▸ DIRECTIONS FOR THIS TASK
Below are some records; return all of them exactly as they are.

Natural language region descriptions:
- Opening Delimiter -
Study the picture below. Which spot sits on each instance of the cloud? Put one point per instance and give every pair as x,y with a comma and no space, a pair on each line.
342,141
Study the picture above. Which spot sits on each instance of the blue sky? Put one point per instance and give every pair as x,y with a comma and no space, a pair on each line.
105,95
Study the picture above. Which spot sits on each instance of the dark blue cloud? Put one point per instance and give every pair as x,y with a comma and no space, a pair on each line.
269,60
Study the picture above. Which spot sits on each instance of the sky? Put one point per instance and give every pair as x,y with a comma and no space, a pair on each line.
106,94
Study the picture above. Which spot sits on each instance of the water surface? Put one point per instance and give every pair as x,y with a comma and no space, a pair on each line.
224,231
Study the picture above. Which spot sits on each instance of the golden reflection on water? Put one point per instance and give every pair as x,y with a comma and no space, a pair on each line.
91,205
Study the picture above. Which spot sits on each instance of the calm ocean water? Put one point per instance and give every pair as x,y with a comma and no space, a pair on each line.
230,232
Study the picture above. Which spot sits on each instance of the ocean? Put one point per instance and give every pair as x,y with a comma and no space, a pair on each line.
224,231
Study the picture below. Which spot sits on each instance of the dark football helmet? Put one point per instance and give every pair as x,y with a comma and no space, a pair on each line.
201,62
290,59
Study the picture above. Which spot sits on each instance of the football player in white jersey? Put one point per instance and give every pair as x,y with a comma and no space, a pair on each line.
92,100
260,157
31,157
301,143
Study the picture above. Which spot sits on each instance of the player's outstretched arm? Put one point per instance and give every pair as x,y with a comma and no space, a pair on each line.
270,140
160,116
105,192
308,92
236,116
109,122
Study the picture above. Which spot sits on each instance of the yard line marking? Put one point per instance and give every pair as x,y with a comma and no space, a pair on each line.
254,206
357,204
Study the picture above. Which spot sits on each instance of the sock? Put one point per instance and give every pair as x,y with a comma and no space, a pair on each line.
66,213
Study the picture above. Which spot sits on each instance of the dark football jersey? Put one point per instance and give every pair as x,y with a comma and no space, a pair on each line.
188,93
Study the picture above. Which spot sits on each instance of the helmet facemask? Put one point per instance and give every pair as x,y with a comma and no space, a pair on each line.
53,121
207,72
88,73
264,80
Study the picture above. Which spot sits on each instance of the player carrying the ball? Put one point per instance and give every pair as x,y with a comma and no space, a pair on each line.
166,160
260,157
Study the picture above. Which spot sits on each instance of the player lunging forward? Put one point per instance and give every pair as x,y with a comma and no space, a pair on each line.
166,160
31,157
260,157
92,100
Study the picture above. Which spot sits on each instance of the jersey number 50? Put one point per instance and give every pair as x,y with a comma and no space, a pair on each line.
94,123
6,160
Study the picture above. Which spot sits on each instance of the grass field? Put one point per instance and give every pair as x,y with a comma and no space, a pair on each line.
- Closing Delimiter -
▸ THE COMPLETED TASK
Study the picture below. Which spot sits on each instance of the cloud? Put one point per instance and give every pair as x,y with a comma and no space, a pair on each line.
342,141
Study the picture above. Which spot sits on each instance of the blue sky? Put one point per instance and give every pair as x,y with a comma and no space, a pair on each line.
105,95
Study the picture above. Which spot sits on each instance of the dark blue cloud? Put one point per instance and give every pair as x,y with a comma and no space, a pair on each line.
269,60
Study the picture above. Which spot sits on each instance of the sky? Put one point per instance and give every pair as x,y with a comma and no space, a pair on each line.
106,94
Study the picture above. Which spot sits on each instance of the water surface? Put one point per instance and give every pair as x,y with a comma and no space, a pair on each line.
224,231
Study the picture above. Which spot sits on each instance of the golden reflection on water? Put one point per instance and give every pair as x,y with a comma and no space, a pair on each line.
91,205
Study the picture above. Which spot sits on each instance of the calm ocean water? Put one point per instance and give every pair as x,y with a comma and no space, a pair on each line.
230,232
Study the picture above. Which spot sits on each instance of the ocean? Put one point per instance and give every pair as x,y with a comma and no space, a pair on each line.
224,231
Study the picture below. Which spot sits on each instance of the dark football helmet? Put one point per instance and give every pair as x,y with a comma and no space, a pair on each line.
201,62
290,59
Study the picture above. Which spot sits on each instance of the football player in white jersey? Put one point per instance and give every pair as x,y with a comma and no space, a pair on each line.
92,100
260,157
31,157
301,143
Study the picture above. Which spot sits on each instance of the player's outstretched arm? Put one point per instance and give every pair as x,y with a comma and no space, a pair on each line.
270,140
160,116
105,192
308,92
236,116
109,122
Study the picture above. Which spot sits on each instance of the yard line marking? Put one point per instance and give every pair as x,y with a comma and no space, a pair on each line.
254,206
357,204
Study the picture above. Which spot sits on each instance of the sock? Put one point per instance and give every pair as x,y with a comma and no space, a pair on each line.
66,213
Study the picture above. Which spot sits on each instance of the dark football jersey? Put one point per instance and give every pair as x,y with a comma and no space, a pair on each line.
188,93
Study the picture above. Which spot sits on each instance of the helmet facemask? Put one point per instance and give every pair as x,y with a comma and no space, a pair on each line.
53,121
207,72
88,73
264,80
Study the picture above. Which spot sits on each instance of the player carrying the ball? Put one point per instance and give every pair as x,y with a comma and no space, a pair on each line.
166,160
260,157
Study the picture above. Which spot sits on each instance of the player lunging forward? Put one point per instance and give every pair as x,y with a comma and no space, a pair on each line.
166,160
31,157
260,157
92,100
Study the picture above. Which spot sits on each instance of the jersey number 50? Put one point per instance and give every pair as x,y with a comma and no space, a pair on each line.
94,123
6,160
Study the picture above. Which spot sits on each instance of the grass field? Put one point per instance and give every pair as x,y with a comma and no space, a pair on each line.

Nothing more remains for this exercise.